* _WHAT TO PRODUCE_
Images excluded, repeat each entry below exactly.

(Collected data entries)
===

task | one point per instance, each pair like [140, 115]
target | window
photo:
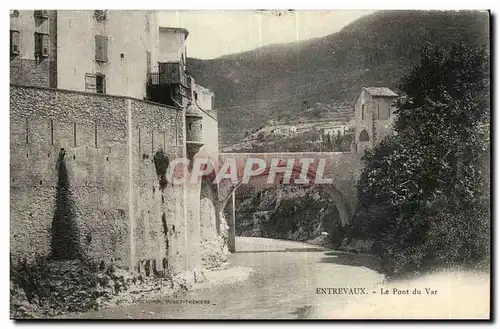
[101, 48]
[42, 13]
[90, 82]
[100, 83]
[100, 15]
[148, 61]
[42, 46]
[146, 28]
[14, 42]
[363, 136]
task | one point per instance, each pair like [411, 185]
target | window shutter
[45, 45]
[101, 48]
[14, 42]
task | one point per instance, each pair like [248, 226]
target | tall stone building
[373, 116]
[101, 103]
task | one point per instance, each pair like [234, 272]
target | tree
[422, 193]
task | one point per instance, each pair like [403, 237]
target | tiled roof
[380, 91]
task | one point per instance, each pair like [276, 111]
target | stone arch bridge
[336, 172]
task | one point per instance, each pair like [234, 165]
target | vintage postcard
[258, 164]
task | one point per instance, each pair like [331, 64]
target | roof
[175, 30]
[377, 92]
[193, 111]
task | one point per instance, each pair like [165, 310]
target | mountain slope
[255, 86]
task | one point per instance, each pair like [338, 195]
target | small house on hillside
[373, 115]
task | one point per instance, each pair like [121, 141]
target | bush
[424, 194]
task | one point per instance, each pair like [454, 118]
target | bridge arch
[343, 207]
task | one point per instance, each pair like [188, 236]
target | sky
[216, 33]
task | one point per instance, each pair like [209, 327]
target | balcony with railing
[171, 81]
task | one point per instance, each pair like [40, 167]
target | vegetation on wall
[424, 194]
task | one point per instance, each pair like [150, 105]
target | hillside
[281, 80]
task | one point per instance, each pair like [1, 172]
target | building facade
[100, 104]
[373, 115]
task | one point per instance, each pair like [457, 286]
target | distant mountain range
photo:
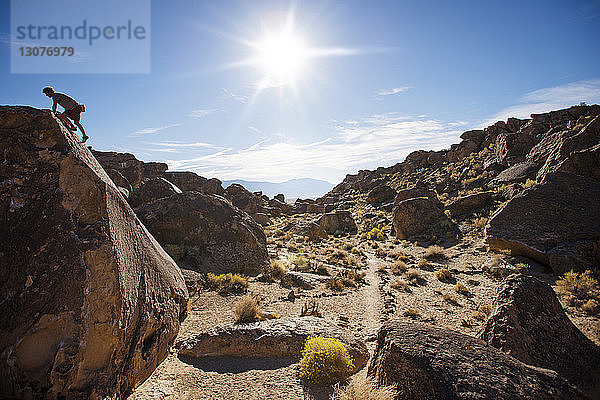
[292, 189]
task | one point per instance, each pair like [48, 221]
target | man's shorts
[74, 113]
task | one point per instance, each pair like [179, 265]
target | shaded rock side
[418, 216]
[90, 301]
[427, 362]
[273, 338]
[556, 223]
[206, 233]
[152, 189]
[338, 222]
[530, 324]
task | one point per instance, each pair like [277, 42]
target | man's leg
[85, 137]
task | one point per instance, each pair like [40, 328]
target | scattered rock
[427, 362]
[151, 190]
[270, 339]
[90, 301]
[530, 324]
[338, 222]
[206, 233]
[381, 194]
[555, 223]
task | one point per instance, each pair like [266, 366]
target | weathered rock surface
[427, 362]
[191, 182]
[556, 223]
[417, 216]
[338, 222]
[90, 301]
[530, 324]
[151, 190]
[270, 339]
[381, 194]
[468, 205]
[206, 233]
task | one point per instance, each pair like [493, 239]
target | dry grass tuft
[443, 274]
[435, 253]
[364, 388]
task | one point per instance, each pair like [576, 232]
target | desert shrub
[435, 253]
[310, 309]
[414, 276]
[461, 289]
[400, 284]
[364, 388]
[443, 274]
[227, 283]
[247, 309]
[375, 234]
[324, 361]
[399, 267]
[580, 290]
[412, 313]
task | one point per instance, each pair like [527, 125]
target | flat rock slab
[556, 223]
[276, 338]
[530, 324]
[427, 362]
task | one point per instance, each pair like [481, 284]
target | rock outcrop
[338, 222]
[556, 223]
[206, 233]
[275, 338]
[427, 362]
[90, 301]
[529, 323]
[417, 217]
[152, 189]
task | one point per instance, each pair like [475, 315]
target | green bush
[324, 361]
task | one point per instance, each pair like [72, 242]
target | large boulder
[468, 205]
[338, 222]
[529, 323]
[152, 189]
[90, 301]
[381, 194]
[427, 362]
[418, 216]
[556, 223]
[275, 338]
[206, 233]
[191, 182]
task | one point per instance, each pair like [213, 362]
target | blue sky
[384, 78]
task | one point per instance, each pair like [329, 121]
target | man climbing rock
[73, 109]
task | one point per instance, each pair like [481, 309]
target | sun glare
[283, 57]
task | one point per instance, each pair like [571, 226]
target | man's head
[48, 91]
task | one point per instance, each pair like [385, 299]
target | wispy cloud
[552, 98]
[382, 139]
[228, 94]
[389, 92]
[150, 131]
[199, 113]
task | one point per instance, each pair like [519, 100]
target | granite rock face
[206, 233]
[556, 223]
[530, 324]
[427, 362]
[274, 338]
[90, 301]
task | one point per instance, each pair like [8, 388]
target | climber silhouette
[73, 109]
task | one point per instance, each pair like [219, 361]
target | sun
[283, 56]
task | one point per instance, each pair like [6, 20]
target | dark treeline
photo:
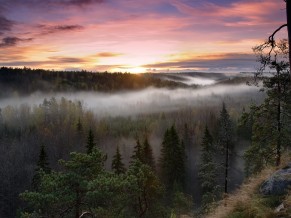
[62, 126]
[16, 80]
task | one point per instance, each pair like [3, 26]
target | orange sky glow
[136, 35]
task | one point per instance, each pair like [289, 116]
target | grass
[247, 202]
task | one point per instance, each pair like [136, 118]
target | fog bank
[145, 101]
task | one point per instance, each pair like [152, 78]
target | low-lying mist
[150, 100]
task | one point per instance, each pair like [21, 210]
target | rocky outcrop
[278, 183]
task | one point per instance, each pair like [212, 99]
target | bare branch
[271, 37]
[86, 213]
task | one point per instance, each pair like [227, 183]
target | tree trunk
[288, 11]
[226, 168]
[77, 203]
[278, 160]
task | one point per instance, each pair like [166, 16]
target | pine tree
[79, 125]
[41, 167]
[207, 170]
[137, 152]
[117, 164]
[90, 142]
[172, 160]
[148, 157]
[225, 141]
[271, 119]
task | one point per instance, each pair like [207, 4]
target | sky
[136, 35]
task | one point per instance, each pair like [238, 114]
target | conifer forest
[123, 113]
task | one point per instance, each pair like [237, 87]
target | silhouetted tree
[117, 164]
[225, 142]
[172, 160]
[137, 152]
[41, 167]
[148, 157]
[207, 170]
[90, 141]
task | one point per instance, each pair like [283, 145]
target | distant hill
[23, 81]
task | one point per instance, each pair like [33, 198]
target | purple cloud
[12, 41]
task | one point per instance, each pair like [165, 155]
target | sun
[137, 70]
[130, 69]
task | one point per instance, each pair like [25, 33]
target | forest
[157, 156]
[145, 109]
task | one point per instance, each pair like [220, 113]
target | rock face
[278, 182]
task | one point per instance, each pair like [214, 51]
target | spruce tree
[117, 164]
[225, 141]
[90, 141]
[172, 160]
[207, 170]
[41, 167]
[148, 157]
[137, 152]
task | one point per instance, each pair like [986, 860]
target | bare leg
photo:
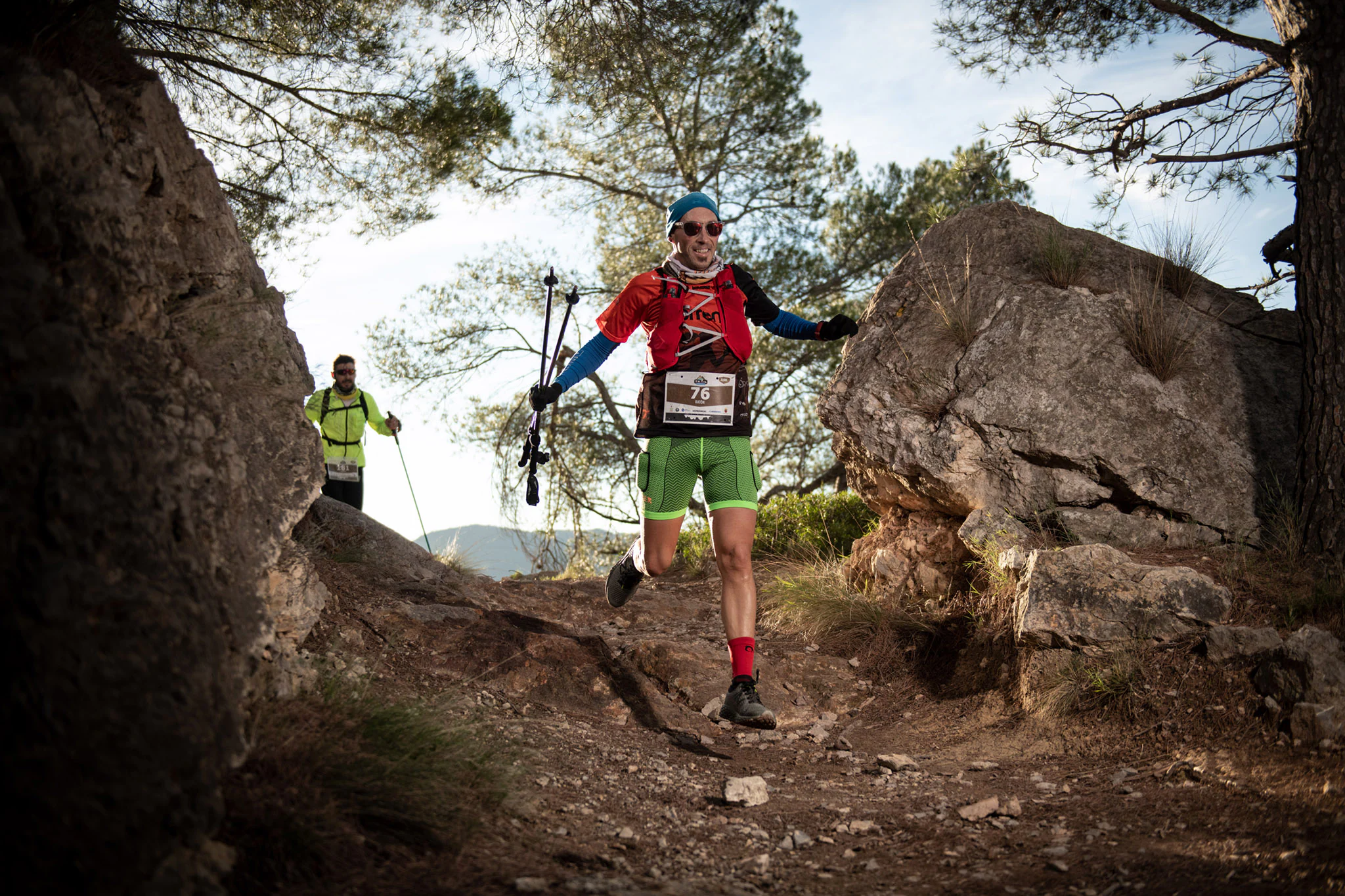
[657, 545]
[731, 532]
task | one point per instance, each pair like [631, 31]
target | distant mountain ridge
[498, 551]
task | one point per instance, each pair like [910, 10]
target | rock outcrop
[1094, 595]
[1309, 667]
[1016, 395]
[155, 461]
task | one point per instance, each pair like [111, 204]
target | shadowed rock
[155, 461]
[1033, 405]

===

* _EXERCISE OUTPUT_
task | one point per instance, each pair like [140, 115]
target | window
photo:
[101, 48]
[42, 13]
[90, 82]
[100, 83]
[100, 15]
[148, 61]
[42, 46]
[146, 28]
[14, 42]
[363, 136]
task | one point per instance, each pair like [411, 185]
target | window shutter
[45, 45]
[101, 48]
[14, 42]
task | one point per instance, each pair like [248, 226]
target | tall stone building
[373, 116]
[101, 103]
task | one point per instance, each pair like [234, 272]
target | tree
[422, 193]
task | one point per instance, each pair like [403, 237]
target | tiled roof
[380, 91]
task | one point per instance, each pair like [276, 111]
target | stone arch bridge
[336, 172]
task | one point per instance, each pair like [234, 165]
target | vintage postcard
[258, 164]
task | one point per instance, each pair like [331, 64]
target | roof
[175, 30]
[377, 92]
[193, 111]
task | one point per instance, each pair like [165, 310]
target | mountain slope
[255, 86]
task | one point per instance, each pair like [338, 195]
target | small house on hillside
[373, 115]
task | one point per instance, each pair like [121, 141]
target | bush
[424, 194]
task | one point per instance, each pair like [454, 118]
target | bridge arch
[343, 207]
task | one point per instance, each pair like [188, 236]
target | sky
[216, 33]
task | one point per instance, each pair like [209, 327]
target | balcony with railing
[171, 81]
task | one point per instance, each pair like [40, 167]
target | vegetation on wall
[424, 194]
task | one point per instance, each pair like [150, 105]
target | hillside
[281, 80]
task | one point per instance, each pair like [1, 172]
target | building facade
[100, 104]
[373, 115]
task | one point per instance, each pair like [457, 286]
target | distant mountain range
photo:
[292, 189]
task | one point per instance, each pair like [48, 221]
target | man's shorts
[74, 113]
task | one point per instance, each pair like [179, 265]
target | shaded rock side
[418, 216]
[90, 301]
[427, 362]
[273, 338]
[556, 223]
[206, 233]
[152, 189]
[338, 222]
[530, 324]
task | one point per instance, each pair like [277, 42]
target | man's leg
[85, 137]
task | one point per instance, each pair like [40, 328]
target | scattered rock
[427, 362]
[151, 190]
[270, 339]
[90, 301]
[530, 324]
[338, 222]
[206, 233]
[381, 194]
[555, 223]
task | one point per instance, each pair like [266, 366]
target | weathered rock surface
[427, 362]
[191, 182]
[556, 223]
[417, 216]
[338, 222]
[90, 301]
[530, 324]
[151, 190]
[270, 339]
[381, 194]
[468, 205]
[206, 233]
task | one point per instance, each pair like [493, 239]
target | dry grass tuft
[443, 274]
[435, 253]
[364, 388]
task | one point per instance, each pair like [576, 232]
target | desert shrub
[435, 253]
[310, 309]
[414, 276]
[461, 289]
[400, 284]
[364, 388]
[443, 274]
[227, 283]
[247, 309]
[375, 234]
[324, 361]
[399, 267]
[580, 290]
[412, 313]
task | one point per instance, each pair like [527, 125]
target | flat rock slab
[556, 223]
[276, 338]
[530, 324]
[427, 362]
task | one point per instance, each pair like [481, 284]
target | rock outcrop
[338, 222]
[556, 223]
[206, 233]
[275, 338]
[427, 362]
[90, 301]
[529, 323]
[417, 217]
[152, 189]
task | one point per instance, each pair like [475, 315]
target | green bush
[324, 361]
task | one point per instance, each pair like [72, 242]
target | large boulder
[468, 205]
[338, 222]
[529, 323]
[152, 189]
[90, 301]
[381, 194]
[427, 362]
[418, 216]
[556, 223]
[275, 338]
[206, 233]
[191, 182]
task | one point per instance, each pair like [213, 362]
target | blue sky
[384, 78]
task | one point per instance, each pair like [329, 121]
target | man climbing rock
[73, 109]
task | one point per instance, each pair like [481, 309]
target | sun glare
[283, 57]
task | one point per instance, each pair like [571, 226]
target | man's head
[48, 91]
task | one point per instance, each pair like [385, 299]
target | wispy cloud
[552, 98]
[382, 139]
[228, 94]
[389, 92]
[150, 131]
[199, 113]
task | one point per instance, each pair like [519, 100]
target | granite rock face
[206, 233]
[556, 223]
[530, 324]
[427, 362]
[274, 338]
[90, 301]
task | one point per instance, each pair like [8, 388]
target | climber silhouette
[73, 109]
task | one point per instance, each pair like [219, 361]
target | sun
[283, 56]
task | one point per instance, each pair like [6, 20]
target | dark treeline
photo:
[62, 126]
[16, 80]
task | one point per instance, each pair like [3, 26]
target | orange sky glow
[136, 35]
task | one point per instance, each pair like [289, 116]
target | grass
[247, 202]
task | one point per instance, each pair like [136, 118]
target | fog bank
[145, 101]
task | one point per instance, each pair like [152, 78]
target | low-lying mist
[150, 100]
task | one point per instance, each pair like [21, 210]
target | rocky outcrop
[278, 183]
task | one point per instance, each pair like [212, 99]
target | bare branch
[271, 37]
[86, 213]
task | one point per instance, each pair like [227, 183]
target | tree trunk
[288, 11]
[226, 168]
[77, 203]
[278, 160]
task | one point per instance, each pair like [166, 16]
target | pine tree
[79, 125]
[41, 167]
[207, 170]
[137, 152]
[117, 164]
[90, 142]
[172, 160]
[148, 157]
[225, 141]
[271, 119]
task | one point per instance, each pair like [207, 4]
target | sky
[136, 35]
task | one point per instance, each pair like [238, 114]
target | conifer forest
[123, 113]
task | one point per instance, each pair like [237, 87]
target | silhouetted tree
[117, 164]
[225, 142]
[172, 160]
[137, 152]
[41, 167]
[148, 157]
[207, 170]
[90, 141]
task | one point per instance, each pair like [283, 145]
target | distant hill
[23, 81]
task | one point per instance, each pair like [33, 198]
target | purple cloud
[12, 41]
task | one point per instance, each pair like [165, 155]
target | sun
[137, 70]
[130, 69]
task | one point per instance, each pair like [25, 33]
target | forest
[157, 156]
[145, 109]
task | one point per instance, each pair like [220, 113]
target | rock face
[278, 182]
task | one point per instance, each pair like [214, 51]
target | spruce tree
[117, 164]
[225, 141]
[90, 141]
[172, 160]
[207, 170]
[41, 167]
[148, 157]
[137, 152]
task | one point per instance, each pair like [986, 860]
target | bare leg
photo:
[657, 545]
[731, 532]
task | one point per instance, each pair like [631, 31]
target | distant mountain ridge
[498, 551]
task | one point per instance, each pair like [910, 10]
target | rock outcrop
[1094, 595]
[1309, 667]
[1016, 395]
[155, 461]
task | one point per instance, each pair like [111, 204]
target | shadowed rock
[155, 461]
[1033, 405]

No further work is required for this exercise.